╭─ Textauszug
STANDARD: Hat Ihnen immer gefallen, was Medien mit Ihrer Präsenz gemacht haben?

Berben: Das Bild war sicherlich über viele Jahre eines, in dem ich mich sehr ungern wiedergefunden habe, weil es oft ein sehr äußerliches Bild war. Das heißt, man hat mich viel über Äußerlichkeiten beurteilt und nicht über meine Fähigkeiten. Auf der anderen Seite war genau diese einseitige Beurteilung eine Art von Motor für mich, weil ich dagegen immer ankämpfte. Ich wollte diese äußerliche Sicht mit Inhalten füllen. Und insofern ist dieses Bild in der Öffentlichkeit am ehesten etwas zum Geraderücken. Jemand fragte mich vor kurzem bei einem Interview: Sie haben sich ja vor 40 Jahren mal für den Playboy ausgezogen? Ja. War das ein Akt von Feminismus? Ich sagte: Nein, das war ein Akt von Provokation und Dusseligkeit. Worüber ich aber wirklich staune: Das ist so viele Jahrzehnte her, habe ich nicht genug an Biografie geliefert? Aber das scheinen Bilder zu sein, die sich manifestiert haben. Natürlich bin ich immer noch für einige einfach nur eine attraktive Frau. Aber heute muss ich nichts mehr zurechtrücken.
╰─
Aufgabe 1
Übernimm alle Einträge unten Zeile für Zeile ohne Änderung. Die Bilder lässt du dabei weg.
╭─ Datensatz
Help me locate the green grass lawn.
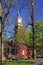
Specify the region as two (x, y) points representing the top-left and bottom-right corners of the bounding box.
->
(2, 60), (34, 65)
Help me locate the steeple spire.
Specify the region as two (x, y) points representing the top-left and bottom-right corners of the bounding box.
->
(18, 11), (21, 17)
╰─
Aufgabe 2
Beantworte diese Fragen zum Interview oben:
(a) Wonach wurde Berben laut eigener Aussage über viele Jahre beurteilt, statt nach ihren Fähigkeiten?
(b) Vor wie vielen Jahren hat sie sich für den Playboy ausgezogen?
(c) Als was bezeichnet Berben das Ausziehen für den Playboy, als man sie fragt, ob es ein Akt von Feminismus war?

Lösung 1
Help me locate the green grass lawn.
Specify the region as two (x, y) points representing the top-left and bottom-right corners of the bounding box.
->
(2, 60), (34, 65)
Help me locate the steeple spire.
Specify the region as two (x, y) points representing the top-left and bottom-right corners of the bounding box.
->
(18, 11), (21, 17)

Lösung 2
(a) Nach Äußerlichkeiten.
(b) Vor 40 Jahren.
(c) Als einen Akt von Provokation und Dusseligkeit.